→ **Exercise**
The answer must consist solely of the line containing "For every instance of the window" and every line after it in the records below, through the last, each reproduced exactly.

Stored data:
----------
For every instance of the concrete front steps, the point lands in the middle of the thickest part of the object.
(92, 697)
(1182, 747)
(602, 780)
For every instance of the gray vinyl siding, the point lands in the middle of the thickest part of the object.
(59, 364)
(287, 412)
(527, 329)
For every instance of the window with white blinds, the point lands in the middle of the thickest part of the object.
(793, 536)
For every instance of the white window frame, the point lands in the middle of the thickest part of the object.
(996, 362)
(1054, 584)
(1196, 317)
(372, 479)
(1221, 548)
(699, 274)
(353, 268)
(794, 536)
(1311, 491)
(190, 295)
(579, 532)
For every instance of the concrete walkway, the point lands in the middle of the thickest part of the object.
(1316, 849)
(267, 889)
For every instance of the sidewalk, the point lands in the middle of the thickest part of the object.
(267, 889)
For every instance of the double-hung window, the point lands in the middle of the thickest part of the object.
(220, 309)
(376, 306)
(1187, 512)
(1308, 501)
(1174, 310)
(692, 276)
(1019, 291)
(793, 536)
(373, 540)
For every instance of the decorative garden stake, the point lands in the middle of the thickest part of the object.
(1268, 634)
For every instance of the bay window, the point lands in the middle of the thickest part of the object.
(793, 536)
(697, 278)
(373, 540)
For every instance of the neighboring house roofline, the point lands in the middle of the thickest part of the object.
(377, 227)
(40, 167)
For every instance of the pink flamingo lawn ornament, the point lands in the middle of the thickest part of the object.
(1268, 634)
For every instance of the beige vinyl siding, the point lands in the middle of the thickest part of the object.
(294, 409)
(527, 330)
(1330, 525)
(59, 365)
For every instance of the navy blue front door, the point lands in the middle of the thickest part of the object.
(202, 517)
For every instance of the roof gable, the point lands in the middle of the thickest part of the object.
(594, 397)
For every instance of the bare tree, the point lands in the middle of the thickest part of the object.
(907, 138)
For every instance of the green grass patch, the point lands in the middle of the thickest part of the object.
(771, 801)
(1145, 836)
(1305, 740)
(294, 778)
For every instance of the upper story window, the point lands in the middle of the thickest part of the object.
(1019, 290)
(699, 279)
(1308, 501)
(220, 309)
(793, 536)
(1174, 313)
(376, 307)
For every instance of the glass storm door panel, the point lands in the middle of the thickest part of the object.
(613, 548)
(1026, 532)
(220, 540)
----------
→ **Result of this task**
For every instance of the window with white blinds, the point lands in the middle of the thickest part of the object.
(793, 536)
For every instance of the white window frame, the point lands in the middle of the thickest part of the object.
(996, 362)
(1054, 584)
(1196, 317)
(372, 479)
(1221, 548)
(699, 274)
(353, 268)
(794, 536)
(1311, 491)
(190, 295)
(579, 532)
For every instance of the concrete walkway, the point lands in the middle of the thickest part of the object.
(1316, 849)
(267, 889)
For every instance of the sidewalk, the point lands in the middle of the thickest part of the object.
(267, 889)
For every instance of the double-hung window, the point lands in the middle of the thickest part of the object.
(220, 309)
(376, 306)
(1187, 512)
(1308, 501)
(1174, 310)
(692, 276)
(1019, 291)
(793, 536)
(373, 540)
For every instance of the decorative garden stake, the point lands in the middle of the thickest part of the object.
(1268, 634)
For every instance of the bay window, the point lands in the middle of the thickest part of the object.
(793, 536)
(697, 278)
(373, 540)
For every instance of the neighboring house roofline, the point lands in the middle of the thickest part of the object.
(377, 227)
(40, 167)
For every instance of the pink flamingo lawn ornament, the point lands in the middle of the thickest part of the object.
(1268, 634)
For every instance of the beige vinyl siding, the point lands in the middle of the thickest part of the object.
(294, 409)
(527, 330)
(1330, 525)
(59, 365)
For every instance of the navy blue front door, the point lands in the middle of the thickest part of the object.
(202, 517)
For every instance of the roof gable, the point lands in the middle of the thickest part of the object.
(594, 397)
For every instance of the bare tree, the point lands in the middle of the thickest part of the object.
(907, 138)
For every instance of the green grass patch, the point lands in the middle of the thickest part of the object.
(771, 801)
(1145, 836)
(1305, 740)
(294, 778)
For every instance of the upper story window, the point lands in the middle of the thickest part of the object.
(1019, 290)
(699, 279)
(1308, 501)
(220, 309)
(793, 536)
(1174, 313)
(376, 307)
For every instance of the glass storm door panel, the point lands in the middle of the thickest part of the object.
(613, 548)
(1026, 532)
(220, 540)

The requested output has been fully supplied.